Copy out the whole listing, switching every "photograph" to "snapshot" and leaving everything else the same.

----

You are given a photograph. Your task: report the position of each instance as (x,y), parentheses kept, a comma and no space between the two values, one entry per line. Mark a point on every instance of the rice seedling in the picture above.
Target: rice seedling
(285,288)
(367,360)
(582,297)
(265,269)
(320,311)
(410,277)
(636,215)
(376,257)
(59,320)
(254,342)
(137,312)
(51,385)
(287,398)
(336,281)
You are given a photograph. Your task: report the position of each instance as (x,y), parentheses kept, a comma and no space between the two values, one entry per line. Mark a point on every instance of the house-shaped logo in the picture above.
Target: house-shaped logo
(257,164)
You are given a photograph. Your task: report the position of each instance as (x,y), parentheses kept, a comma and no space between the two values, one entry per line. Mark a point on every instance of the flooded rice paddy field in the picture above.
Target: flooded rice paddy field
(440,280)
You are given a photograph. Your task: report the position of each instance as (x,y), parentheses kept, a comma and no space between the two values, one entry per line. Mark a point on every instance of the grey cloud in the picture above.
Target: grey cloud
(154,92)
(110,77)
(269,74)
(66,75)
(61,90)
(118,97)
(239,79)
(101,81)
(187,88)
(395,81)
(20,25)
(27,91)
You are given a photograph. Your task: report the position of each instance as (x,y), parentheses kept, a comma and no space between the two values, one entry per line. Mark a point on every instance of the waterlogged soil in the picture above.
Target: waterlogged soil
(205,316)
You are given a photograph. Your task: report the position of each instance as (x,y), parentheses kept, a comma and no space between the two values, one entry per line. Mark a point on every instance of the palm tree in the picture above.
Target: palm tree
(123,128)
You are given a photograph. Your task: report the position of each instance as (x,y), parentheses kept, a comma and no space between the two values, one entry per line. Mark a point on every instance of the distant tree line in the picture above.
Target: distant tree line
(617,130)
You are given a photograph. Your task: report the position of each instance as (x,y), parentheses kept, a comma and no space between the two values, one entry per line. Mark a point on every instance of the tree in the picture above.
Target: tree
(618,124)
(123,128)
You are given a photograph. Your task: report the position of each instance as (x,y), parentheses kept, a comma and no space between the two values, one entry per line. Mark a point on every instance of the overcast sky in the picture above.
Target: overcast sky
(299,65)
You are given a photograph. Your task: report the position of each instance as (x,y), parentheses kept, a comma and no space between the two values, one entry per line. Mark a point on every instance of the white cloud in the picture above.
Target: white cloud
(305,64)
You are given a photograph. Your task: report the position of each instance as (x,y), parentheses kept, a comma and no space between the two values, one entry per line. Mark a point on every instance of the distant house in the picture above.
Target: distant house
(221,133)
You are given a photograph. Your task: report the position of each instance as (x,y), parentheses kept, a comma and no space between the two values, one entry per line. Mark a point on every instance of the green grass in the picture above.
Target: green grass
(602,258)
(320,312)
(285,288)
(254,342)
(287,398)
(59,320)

----

> **Result of the task**:
You are given a snapshot. Your task: report the position of each instance as (x,y), parentheses kept, a comma and no space between the two values, one entry per line. Mark a point on every instance of the rice seedling in the picture above.
Target: rice seedling
(285,288)
(367,360)
(582,297)
(265,269)
(320,311)
(410,277)
(636,215)
(376,257)
(59,320)
(254,342)
(137,312)
(51,385)
(287,398)
(336,281)
You are given a snapshot. Your task: report the position of each instance as (x,y), parentheses kept, a comma and no space between the two values, one entry per line. Mark a point on every instance of the house-shaped logo in the picture above.
Target: house-shaped logo
(257,164)
You are given a snapshot. Your task: report the position of each instance as (x,y), parentheses kept, a comma and no space between the two values, one entry per line. Mark a point on every instance of the flooded rice paddy field in the picture above.
Target: flooded rice paddy field
(440,280)
You are given a snapshot. Your task: report the position of each instance as (x,y), parentheses kept, a comma and no space between the two values, one entry per line. Mark a point on every instance of the grey cloud in the picture above.
Target: grey cloud
(154,92)
(110,77)
(269,74)
(66,75)
(61,90)
(118,97)
(239,79)
(101,81)
(187,88)
(395,81)
(20,25)
(27,91)
You are given a snapshot. Your task: report the position of each instance as (x,y), parentheses kept, a comma and no space between the two values, one entry per line. Mark a point on every instance of the waterlogged soil in the picture above.
Target: waterlogged soil
(205,316)
You are given a snapshot. Your task: report the position of each instance as (x,y), parentheses kept, a comma and no space between the two values, one entry per line. Mark a point on every instance of the palm tree in the picture above.
Target: palm tree
(123,128)
You are given a snapshot. Your task: report the position of each instance as (x,y), parentheses kept, a comma and no space between the two values, one entry per line. Mark a point on every instance of the distant tree line in the picture above.
Target: distant tree line
(617,130)
You are given a snapshot. Your task: report the position of each instance as (x,y), parentheses kept, a comma and no space between the two values, one entry per line. Mark a point on every instance of the tree in the picture above.
Target: tree
(618,124)
(123,128)
You are given a snapshot. Your task: report the position of each instance as (x,y), parentheses kept, a comma and no space between the two values, one entry per line. Mark a point on every instance of the overcast sky in the picture above.
Target: overcast sky
(299,65)
You are given a snapshot. Your task: report the position of each instance as (x,y), parentheses kept, a comma and no space between the two values, one entry per line. Mark a point on every instance of the white cloud in the picture above.
Target: white cloud
(305,64)
You are given a snapshot. Your task: report the position of each instance as (x,y), parentheses kept, a comma and no space between the two values, one entry per line. Mark a point on every instance of the distant house in the picture above.
Target: distant house
(221,133)
You are given a snapshot. Your task: report the position of each instance as (x,y), parentheses kept, a comma and no space between the two values, one entry per line. Mark a point on every instance of the green grass in the picture above.
Target: green grass
(602,258)
(320,312)
(285,288)
(254,342)
(287,398)
(59,320)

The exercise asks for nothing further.